[Excerpts of location labeling data]
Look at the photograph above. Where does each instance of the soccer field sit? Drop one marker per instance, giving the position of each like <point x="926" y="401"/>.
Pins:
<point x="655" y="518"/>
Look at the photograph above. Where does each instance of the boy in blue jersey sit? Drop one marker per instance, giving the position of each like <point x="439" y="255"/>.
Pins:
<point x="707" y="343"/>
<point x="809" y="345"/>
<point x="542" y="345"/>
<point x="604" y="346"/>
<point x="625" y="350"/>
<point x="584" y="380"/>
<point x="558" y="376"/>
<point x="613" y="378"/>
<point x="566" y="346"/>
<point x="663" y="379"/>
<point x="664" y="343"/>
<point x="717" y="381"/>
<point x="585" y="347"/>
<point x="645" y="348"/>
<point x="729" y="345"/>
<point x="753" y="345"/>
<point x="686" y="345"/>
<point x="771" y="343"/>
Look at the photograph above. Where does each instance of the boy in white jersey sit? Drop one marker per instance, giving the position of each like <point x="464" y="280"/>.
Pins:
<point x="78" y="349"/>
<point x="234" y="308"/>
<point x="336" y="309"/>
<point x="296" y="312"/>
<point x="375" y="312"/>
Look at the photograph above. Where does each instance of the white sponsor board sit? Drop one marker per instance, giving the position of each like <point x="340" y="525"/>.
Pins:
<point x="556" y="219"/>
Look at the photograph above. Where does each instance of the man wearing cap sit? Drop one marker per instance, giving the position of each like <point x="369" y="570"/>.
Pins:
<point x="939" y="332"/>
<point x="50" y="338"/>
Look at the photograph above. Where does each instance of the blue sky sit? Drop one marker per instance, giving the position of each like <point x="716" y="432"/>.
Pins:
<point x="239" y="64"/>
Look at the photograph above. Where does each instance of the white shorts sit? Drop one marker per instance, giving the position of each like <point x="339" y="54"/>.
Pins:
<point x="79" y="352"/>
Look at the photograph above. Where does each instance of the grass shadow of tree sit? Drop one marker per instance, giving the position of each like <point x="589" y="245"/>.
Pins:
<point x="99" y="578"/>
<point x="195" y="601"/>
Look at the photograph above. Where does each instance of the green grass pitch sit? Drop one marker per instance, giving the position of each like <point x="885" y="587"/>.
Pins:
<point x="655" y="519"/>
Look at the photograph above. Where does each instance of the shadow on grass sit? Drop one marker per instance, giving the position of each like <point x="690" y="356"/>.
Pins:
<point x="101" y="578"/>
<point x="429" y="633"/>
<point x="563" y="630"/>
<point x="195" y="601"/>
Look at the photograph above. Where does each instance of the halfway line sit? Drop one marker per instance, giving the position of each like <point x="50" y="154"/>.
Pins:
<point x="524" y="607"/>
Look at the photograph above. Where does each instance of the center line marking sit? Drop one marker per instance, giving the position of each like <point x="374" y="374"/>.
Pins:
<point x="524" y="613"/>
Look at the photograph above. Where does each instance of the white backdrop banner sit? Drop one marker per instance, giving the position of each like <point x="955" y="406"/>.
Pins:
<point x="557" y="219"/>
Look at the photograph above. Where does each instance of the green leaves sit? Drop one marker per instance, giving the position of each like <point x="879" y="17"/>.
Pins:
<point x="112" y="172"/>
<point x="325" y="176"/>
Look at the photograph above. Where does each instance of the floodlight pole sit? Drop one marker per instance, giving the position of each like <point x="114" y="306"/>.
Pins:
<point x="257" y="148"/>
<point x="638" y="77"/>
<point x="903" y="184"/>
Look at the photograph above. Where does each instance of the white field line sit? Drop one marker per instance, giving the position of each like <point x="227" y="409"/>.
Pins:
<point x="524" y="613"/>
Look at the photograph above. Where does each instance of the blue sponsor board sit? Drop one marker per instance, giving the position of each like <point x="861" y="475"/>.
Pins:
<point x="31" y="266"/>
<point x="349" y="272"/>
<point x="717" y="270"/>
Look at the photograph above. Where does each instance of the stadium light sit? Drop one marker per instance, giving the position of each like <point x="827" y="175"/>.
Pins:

Challenge:
Quote the entire listing above word for word, keeping every line unchanged.

Task output:
Look at the photograph above. Where does each instance of the soccer field sit? Drop one marker per instance, giving the position of each like <point x="926" y="401"/>.
Pins:
<point x="655" y="518"/>
Look at the photograph above. Where does each instance of the boy in blue jersey sit? Drop one marker per instance, giving the position of each like <point x="439" y="255"/>.
Pins:
<point x="707" y="343"/>
<point x="809" y="345"/>
<point x="542" y="345"/>
<point x="604" y="346"/>
<point x="625" y="350"/>
<point x="584" y="380"/>
<point x="558" y="376"/>
<point x="613" y="378"/>
<point x="566" y="346"/>
<point x="663" y="379"/>
<point x="664" y="343"/>
<point x="717" y="381"/>
<point x="585" y="347"/>
<point x="645" y="348"/>
<point x="729" y="345"/>
<point x="753" y="345"/>
<point x="686" y="345"/>
<point x="771" y="343"/>
Look at the photograph above. Where does each instance of the boy in white jersey sit? Drop one marker per instance, giving the position of each like <point x="464" y="280"/>.
Pins:
<point x="78" y="349"/>
<point x="234" y="308"/>
<point x="336" y="309"/>
<point x="296" y="312"/>
<point x="375" y="312"/>
Look at the photograph above. Where does each instance of the white sponsor board sit? Drop one marker per instance, giving the position of each like <point x="340" y="525"/>.
Pins:
<point x="556" y="219"/>
Look at the photograph above. Where does each instance of the man wearing cap sit? Drop one marker per instance, giving the position of each like <point x="369" y="570"/>.
Pins:
<point x="939" y="332"/>
<point x="50" y="338"/>
Look at the photograph above. Where does each instance of the blue sky sit? Drop one marker per instance, giving the position of each like <point x="716" y="432"/>.
Pins:
<point x="239" y="64"/>
Look at the photograph above. Where does each instance of the white shorts sit? Drop one marker per instance, giving the position of each like <point x="339" y="54"/>.
Pins:
<point x="79" y="352"/>
Look at the photograph above. Where does each instance of the grass shadow of tree sit? Drop one marker per instance, giving the position of each like <point x="589" y="245"/>.
Pins:
<point x="99" y="578"/>
<point x="195" y="601"/>
Look at the photograph above. Where does each instance of the green grass pitch sit? Drop one marker per instance, giving the position of each like <point x="885" y="587"/>.
Pins:
<point x="655" y="519"/>
Look at the photograph above. Where does each instance of the shadow on grass sit? Drop one marker per instance, giving the position of each like <point x="690" y="356"/>.
Pins:
<point x="101" y="578"/>
<point x="429" y="633"/>
<point x="563" y="630"/>
<point x="195" y="601"/>
Look at the photograph above. Where does each instance of the halfway line sit? Drop one marker per instance, giving the position of each like <point x="50" y="154"/>.
Pins:
<point x="524" y="607"/>
Look at the photograph above. Where does each instance of the center line marking sit? Drop one marker per instance, giving the position of each like <point x="374" y="374"/>.
Pins:
<point x="524" y="613"/>
Look at the photograph above. Where does each instance of the white backdrop banner sit? Drop one marker per instance, giving the position of each like <point x="955" y="406"/>.
Pins:
<point x="557" y="219"/>
Look at the photograph above. Where does each instance of the green leaves sit? Drop one marker per instance, giving the position of each like <point x="879" y="17"/>.
Pins:
<point x="112" y="172"/>
<point x="325" y="176"/>
Look at the photograph above. Where does each instance of the floodlight pole sit? Drop one marker per instance, giving the position of each like <point x="114" y="306"/>.
Pins:
<point x="257" y="148"/>
<point x="638" y="77"/>
<point x="903" y="184"/>
Look at the photograph above. Where does each instance of the white field line sit? Drop one marker per instance, giving the position of each like <point x="227" y="409"/>.
Pins:
<point x="524" y="613"/>
Look at the photograph above. Where does each instance of the blue sponsor board sit? Drop one marker per instance, giving the position of each like <point x="861" y="475"/>.
Pins:
<point x="31" y="266"/>
<point x="349" y="272"/>
<point x="717" y="270"/>
Look at the photograph above. Where does each instance of the stadium light sit? Drop one marker per instance, giving the position of each like <point x="827" y="175"/>.
Pins:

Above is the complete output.